(This article is a condensation of a three-part feature which ran in the CRIMSONS of May 21, May 25, and May 28, 1971. )
"He was a Rococo figure, complex, finely carved, all surface, like an intricately cut prism. His face was delicate but without depth, his conversation brilliant but without ultimate seriousness. Equally at home in the salon and in the Cabinet, he was the beau-ideal of [an] aristocracy which justified itself not by its truth but by its existence. And if he never came to terms with the new age it was not because he failed to understand its seriousness but because he disdained it."
With these words, a Harvard thesis-writer named Henry Kissinger introduced Clemens Metternich, Austria's greatest foreign minister. Metternich was a man whom Kissinger emulated, whose diplomatic life he has sought to relive. And the comparison of the two is far from inapt.
As Richard Nixon's most influential advisor on foreign policy, Kissinger has embodied the role of the 19th century balance-of-power diplomat. He is cunning, elusive, and all-powerful in the sprawling sector of government which seeks to advise the President on national security matters. As Nixon's personal emissary to foreign dignitaries, to academia, and-as "a high White House official"-to the press, he is vague and unpredictable-yet he is the single authoritative carrier of national policy besides the President himself.

## What the exercise asks
In the article on Kissinger, whom did he introduce in his Harvard thesis as Austria's greatest foreign minister?

## Dataset content

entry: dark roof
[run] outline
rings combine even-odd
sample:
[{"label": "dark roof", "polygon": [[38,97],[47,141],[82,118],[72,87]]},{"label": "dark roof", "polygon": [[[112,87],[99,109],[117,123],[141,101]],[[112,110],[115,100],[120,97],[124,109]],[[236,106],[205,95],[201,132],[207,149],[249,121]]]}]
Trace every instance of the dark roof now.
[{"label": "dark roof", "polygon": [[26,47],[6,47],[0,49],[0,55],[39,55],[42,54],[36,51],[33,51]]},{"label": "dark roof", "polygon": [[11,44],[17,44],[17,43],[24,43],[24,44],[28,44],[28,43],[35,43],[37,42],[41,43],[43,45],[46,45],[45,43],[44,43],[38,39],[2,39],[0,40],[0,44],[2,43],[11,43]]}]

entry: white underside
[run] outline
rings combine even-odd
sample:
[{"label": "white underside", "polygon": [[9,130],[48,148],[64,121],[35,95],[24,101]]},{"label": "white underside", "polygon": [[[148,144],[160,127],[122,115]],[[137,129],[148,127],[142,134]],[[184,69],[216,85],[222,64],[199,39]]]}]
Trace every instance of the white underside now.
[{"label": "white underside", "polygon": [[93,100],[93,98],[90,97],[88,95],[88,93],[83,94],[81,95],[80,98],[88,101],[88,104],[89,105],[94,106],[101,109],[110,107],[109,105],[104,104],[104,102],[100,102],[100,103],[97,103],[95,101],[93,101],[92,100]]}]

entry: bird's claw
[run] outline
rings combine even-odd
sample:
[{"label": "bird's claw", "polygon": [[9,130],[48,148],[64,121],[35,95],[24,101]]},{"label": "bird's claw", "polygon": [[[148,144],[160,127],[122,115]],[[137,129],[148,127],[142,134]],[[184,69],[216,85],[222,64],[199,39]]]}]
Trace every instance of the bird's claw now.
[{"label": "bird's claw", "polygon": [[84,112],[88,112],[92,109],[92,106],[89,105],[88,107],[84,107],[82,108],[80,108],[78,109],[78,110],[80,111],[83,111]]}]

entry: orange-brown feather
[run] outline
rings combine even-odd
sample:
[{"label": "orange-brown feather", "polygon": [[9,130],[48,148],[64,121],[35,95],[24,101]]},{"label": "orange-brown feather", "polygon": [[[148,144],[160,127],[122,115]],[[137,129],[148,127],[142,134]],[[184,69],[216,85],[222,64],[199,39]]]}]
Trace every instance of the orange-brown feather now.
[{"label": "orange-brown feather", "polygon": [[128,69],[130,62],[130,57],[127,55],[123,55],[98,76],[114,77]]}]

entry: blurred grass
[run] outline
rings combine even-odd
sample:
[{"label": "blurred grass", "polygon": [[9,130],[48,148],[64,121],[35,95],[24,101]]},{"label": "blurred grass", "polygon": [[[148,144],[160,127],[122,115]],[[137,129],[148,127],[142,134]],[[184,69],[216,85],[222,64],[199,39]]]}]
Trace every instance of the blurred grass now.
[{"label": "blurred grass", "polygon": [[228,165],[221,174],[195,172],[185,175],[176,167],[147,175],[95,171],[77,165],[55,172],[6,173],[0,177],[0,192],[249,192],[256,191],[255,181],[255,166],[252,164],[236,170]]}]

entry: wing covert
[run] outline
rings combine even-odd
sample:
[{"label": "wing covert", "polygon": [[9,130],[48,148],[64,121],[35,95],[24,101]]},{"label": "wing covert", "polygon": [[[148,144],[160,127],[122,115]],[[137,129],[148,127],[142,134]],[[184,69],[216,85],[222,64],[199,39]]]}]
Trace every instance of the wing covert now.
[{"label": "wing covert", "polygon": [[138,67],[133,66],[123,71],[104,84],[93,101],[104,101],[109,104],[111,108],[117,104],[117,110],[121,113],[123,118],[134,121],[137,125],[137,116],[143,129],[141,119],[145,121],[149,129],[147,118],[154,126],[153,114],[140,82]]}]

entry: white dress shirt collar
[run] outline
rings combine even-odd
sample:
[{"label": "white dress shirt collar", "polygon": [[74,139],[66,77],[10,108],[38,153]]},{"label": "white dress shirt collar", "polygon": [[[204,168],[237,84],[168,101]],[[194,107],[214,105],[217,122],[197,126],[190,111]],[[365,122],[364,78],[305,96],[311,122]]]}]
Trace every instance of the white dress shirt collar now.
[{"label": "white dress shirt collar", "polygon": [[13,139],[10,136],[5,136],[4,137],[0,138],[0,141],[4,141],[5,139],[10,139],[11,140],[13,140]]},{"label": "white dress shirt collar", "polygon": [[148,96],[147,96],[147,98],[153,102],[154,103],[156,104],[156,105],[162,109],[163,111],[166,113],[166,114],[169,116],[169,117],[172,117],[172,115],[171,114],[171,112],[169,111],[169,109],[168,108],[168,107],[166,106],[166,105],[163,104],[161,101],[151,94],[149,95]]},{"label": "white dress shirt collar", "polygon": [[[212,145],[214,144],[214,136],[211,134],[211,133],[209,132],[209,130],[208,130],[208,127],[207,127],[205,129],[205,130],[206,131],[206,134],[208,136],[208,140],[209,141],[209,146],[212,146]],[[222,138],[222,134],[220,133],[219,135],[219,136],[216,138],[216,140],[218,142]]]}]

## Result below
Clemens Metternich.